**What you are asked to do**:
Complete, exact copies of all entries are needed.

**Entries shown**:

----------

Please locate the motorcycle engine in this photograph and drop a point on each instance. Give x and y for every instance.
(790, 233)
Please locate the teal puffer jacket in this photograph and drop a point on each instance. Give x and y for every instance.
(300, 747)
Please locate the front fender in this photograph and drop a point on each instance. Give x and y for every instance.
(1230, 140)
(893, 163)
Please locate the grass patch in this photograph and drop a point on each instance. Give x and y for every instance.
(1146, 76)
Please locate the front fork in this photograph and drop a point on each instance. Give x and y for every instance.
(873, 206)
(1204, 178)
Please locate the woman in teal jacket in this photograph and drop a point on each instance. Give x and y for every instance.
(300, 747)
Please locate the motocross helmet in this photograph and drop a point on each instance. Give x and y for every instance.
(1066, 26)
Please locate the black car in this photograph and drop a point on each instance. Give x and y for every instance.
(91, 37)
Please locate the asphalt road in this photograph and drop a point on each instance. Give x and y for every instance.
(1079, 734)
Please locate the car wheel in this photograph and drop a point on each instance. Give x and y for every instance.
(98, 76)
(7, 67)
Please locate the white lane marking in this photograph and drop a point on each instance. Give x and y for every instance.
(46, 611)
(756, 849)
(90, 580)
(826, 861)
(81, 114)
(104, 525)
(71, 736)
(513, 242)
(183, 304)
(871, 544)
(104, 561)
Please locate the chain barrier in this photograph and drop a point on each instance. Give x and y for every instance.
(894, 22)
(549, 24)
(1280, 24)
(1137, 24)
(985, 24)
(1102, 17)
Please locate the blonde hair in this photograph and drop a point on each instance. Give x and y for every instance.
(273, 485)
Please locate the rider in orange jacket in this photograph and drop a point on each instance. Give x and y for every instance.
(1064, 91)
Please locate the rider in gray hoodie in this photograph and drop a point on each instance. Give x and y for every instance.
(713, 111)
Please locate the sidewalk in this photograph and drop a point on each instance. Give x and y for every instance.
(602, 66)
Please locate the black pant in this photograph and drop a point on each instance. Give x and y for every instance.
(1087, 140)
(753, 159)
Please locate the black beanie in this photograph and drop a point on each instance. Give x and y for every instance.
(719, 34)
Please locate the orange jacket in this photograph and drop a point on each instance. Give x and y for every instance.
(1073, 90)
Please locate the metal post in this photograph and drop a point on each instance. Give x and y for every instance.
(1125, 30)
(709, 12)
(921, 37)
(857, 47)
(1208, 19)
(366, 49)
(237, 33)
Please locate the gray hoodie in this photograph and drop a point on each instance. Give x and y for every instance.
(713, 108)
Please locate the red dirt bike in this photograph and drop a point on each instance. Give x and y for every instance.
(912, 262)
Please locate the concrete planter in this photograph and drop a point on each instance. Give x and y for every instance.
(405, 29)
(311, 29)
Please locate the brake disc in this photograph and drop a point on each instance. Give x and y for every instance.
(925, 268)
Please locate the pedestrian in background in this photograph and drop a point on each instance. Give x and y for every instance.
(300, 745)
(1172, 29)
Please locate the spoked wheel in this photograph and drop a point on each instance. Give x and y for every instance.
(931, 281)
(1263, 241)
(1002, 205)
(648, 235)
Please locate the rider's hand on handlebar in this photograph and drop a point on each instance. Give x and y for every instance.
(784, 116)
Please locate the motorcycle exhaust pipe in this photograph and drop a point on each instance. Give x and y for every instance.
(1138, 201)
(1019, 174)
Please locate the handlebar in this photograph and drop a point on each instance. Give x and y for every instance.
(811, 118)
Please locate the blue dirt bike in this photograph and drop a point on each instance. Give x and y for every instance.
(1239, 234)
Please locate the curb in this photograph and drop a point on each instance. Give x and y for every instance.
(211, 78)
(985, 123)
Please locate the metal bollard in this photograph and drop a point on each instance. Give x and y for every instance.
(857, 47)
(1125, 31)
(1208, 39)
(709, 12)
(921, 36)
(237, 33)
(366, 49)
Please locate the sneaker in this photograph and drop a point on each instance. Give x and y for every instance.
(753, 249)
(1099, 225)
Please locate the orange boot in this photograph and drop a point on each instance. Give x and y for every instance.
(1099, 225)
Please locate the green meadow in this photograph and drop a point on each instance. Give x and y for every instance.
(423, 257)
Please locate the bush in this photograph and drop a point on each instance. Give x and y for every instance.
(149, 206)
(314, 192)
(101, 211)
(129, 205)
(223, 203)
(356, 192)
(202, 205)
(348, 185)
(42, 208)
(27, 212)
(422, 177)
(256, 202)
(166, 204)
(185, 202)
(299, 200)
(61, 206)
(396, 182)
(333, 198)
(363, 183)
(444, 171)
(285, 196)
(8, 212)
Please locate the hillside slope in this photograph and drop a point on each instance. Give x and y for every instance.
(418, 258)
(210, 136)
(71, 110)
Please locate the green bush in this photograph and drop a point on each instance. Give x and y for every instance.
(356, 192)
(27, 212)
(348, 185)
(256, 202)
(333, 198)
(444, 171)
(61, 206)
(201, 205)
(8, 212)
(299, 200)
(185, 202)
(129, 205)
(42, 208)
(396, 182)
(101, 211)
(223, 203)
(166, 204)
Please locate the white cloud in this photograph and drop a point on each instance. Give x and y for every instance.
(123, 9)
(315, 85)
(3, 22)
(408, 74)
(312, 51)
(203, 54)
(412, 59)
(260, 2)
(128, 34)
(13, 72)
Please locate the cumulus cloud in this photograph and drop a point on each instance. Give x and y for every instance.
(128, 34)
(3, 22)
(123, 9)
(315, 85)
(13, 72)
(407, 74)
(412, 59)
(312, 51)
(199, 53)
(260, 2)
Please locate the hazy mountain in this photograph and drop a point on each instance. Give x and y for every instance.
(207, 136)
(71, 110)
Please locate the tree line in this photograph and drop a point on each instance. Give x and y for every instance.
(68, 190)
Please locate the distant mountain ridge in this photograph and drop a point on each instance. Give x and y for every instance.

----------

**Task output**:
Please locate the motorcycle engine in this photograph and drop a point on each instance. Give x and y for every instance.
(790, 233)
Please locate the teal puffer jacket in this photograph and drop a point on each instance. Give x and y for every instance.
(300, 747)
Please locate the front fender in this photograph and drop a point on each instance. Give x and y for every instance.
(1230, 140)
(893, 163)
Please locate the grass patch in this photograph and drop a point on each instance. Give x and y for every instance.
(1146, 76)
Please locate the front fork in this photograph and drop a point on each instance. Give x and y for every instance.
(873, 206)
(1204, 178)
Please locate the woman in teal jacket in this photograph and drop a point on each instance. Give x and y for every instance.
(300, 747)
Please locate the motocross helmet in this photograph and drop a point on each instance. Give x and y for every instance.
(1066, 26)
Please locate the black car in this photograph and drop a point on each instance. Give x and y for every instance.
(91, 37)
Please locate the asphalt road in this photograph and drop a point on each instance. Give x and y for every instance.
(1079, 734)
Please locate the car wheel in this photograph and drop a point on each instance. Give x and y for every instance.
(98, 76)
(7, 67)
Please locate the white lane marking in this photograph and drop a point on each instance. Give x and y for every instance.
(46, 611)
(756, 849)
(90, 580)
(826, 861)
(81, 114)
(104, 525)
(71, 736)
(513, 242)
(183, 304)
(871, 544)
(104, 561)
Please locate the chain barrier in this photograph and drop a point on each instance. Give x and y for every instance.
(894, 22)
(549, 24)
(1280, 24)
(1137, 24)
(985, 24)
(1102, 17)
Please locate the blonde hair in this photograph and drop a point on each instance. Give x and y for every instance.
(273, 485)
Please locate the rider in orange jacket in this photograph and drop a point on each instance. Give x and y for every instance.
(1064, 91)
Please locate the rider in gray hoodie in this photograph and drop a point on each instance. Give x and y for every instance.
(713, 111)
Please locate the sidewalk in this photograph and drop a point on each instance. Give x and y for every instance.
(602, 66)
Please locate the black pant in this photograph and drop a point on each instance. Give x and y for every instance.
(1087, 140)
(753, 159)
Please locate the black beanie in this photograph and drop a point on each instance. Give x and y for every instance.
(719, 34)
Please locate the orange jacket in this photograph and drop a point on each instance. Give x and y for every instance.
(1073, 90)
Please locate the metal post in this photograph and drop a point on each instance. Give x and y for every instance.
(1125, 30)
(709, 12)
(921, 37)
(857, 47)
(1208, 19)
(366, 49)
(237, 33)
Please locate the gray hoodie in this photograph and drop a point on each instance. Give x and y for every instance.
(713, 108)
Please locate the red dirt bike in this photograph and drop a point on each instance. Give x and y for every instance.
(912, 262)
Please locate the concrete planter in this photograph and drop a point on each instance. Give x and y for every instance.
(405, 29)
(311, 29)
Please locate the brake disc in this photograph and drop a point on each instance. Give x and y for every instance.
(925, 268)
Please locate the pedestrian in background in this photograph and drop a point on each instance. Give x and y for every instance.
(300, 745)
(1172, 29)
Please locate the spoked wheel in this photograph and drop a point on each instance. Give x and y for every instance.
(931, 281)
(1263, 241)
(1002, 205)
(648, 235)
Please locate the rider's hand on handlebar in this photograph and drop a point on each instance. Give x and y for every instance.
(784, 116)
Please locate the motorcycle exhaust pipe in this photograph and drop a point on each instance. Give x and y for every instance.
(1138, 201)
(1019, 174)
Please locate the handlebar in this photograph and drop a point on each instance. Give x and y for every instance.
(811, 118)
Please locate the blue dirt bike in this photograph and drop a point on each instance. Give x and y for every instance.
(1239, 234)
Please locate the curb in this photograph and drop a point on each instance. Give x and y for every instance.
(211, 78)
(985, 123)
Please locate the metal bollard in this photograph and drop a point on each instance. Give x and y for every instance.
(857, 47)
(1125, 31)
(1208, 39)
(709, 12)
(921, 36)
(237, 33)
(366, 49)
Please locate the sneaker in this photograph and drop a point on each instance. Give x and y for every instance.
(753, 249)
(1099, 225)
Please locate the orange boot in this photograph and drop a point on each instance. Give x and y for every instance.
(1099, 225)
Please locate the green meadow in this photograph and drop a point on each instance. Give x and y for every instance.
(423, 257)
Please locate the bush in this photograph and drop a point on each instance. Give x and y for every instance.
(149, 206)
(314, 192)
(101, 211)
(129, 205)
(223, 203)
(356, 192)
(202, 205)
(348, 185)
(42, 208)
(27, 212)
(422, 177)
(256, 202)
(166, 204)
(185, 202)
(299, 200)
(61, 206)
(396, 182)
(333, 198)
(363, 183)
(444, 171)
(285, 196)
(8, 212)
Please locate the hillside slope in this photograph and drop a point on each instance. Give x and y for every instance.
(418, 258)
(210, 136)
(71, 110)
Please locate the green bush in this photograph and drop a point on each instance. Give x and y for every instance.
(356, 192)
(27, 212)
(348, 185)
(256, 202)
(333, 198)
(444, 171)
(61, 206)
(201, 205)
(8, 212)
(299, 200)
(185, 202)
(129, 205)
(42, 208)
(396, 182)
(101, 211)
(223, 203)
(166, 204)
Please locate the white cloud in this photograph and drop a point on each instance. Give x and y for every instance.
(123, 9)
(315, 85)
(3, 22)
(408, 74)
(312, 51)
(203, 54)
(412, 59)
(260, 2)
(128, 34)
(13, 72)
Please locate the cumulus cloud in this photograph and drop a point on each instance. Give x and y for every instance.
(128, 34)
(3, 22)
(123, 9)
(315, 85)
(13, 72)
(407, 74)
(412, 59)
(312, 51)
(199, 53)
(260, 2)
Please locate the hazy mountain in this photograph and drop a point on each instance. Give x and y for every instance.
(207, 136)
(71, 110)
Please locate the tree line in this photograph and drop a point on each instance. Give x and y for every instance.
(68, 190)
Please locate the distant mountain ridge in this photograph and drop a point on each instance. Give x and y for every instance.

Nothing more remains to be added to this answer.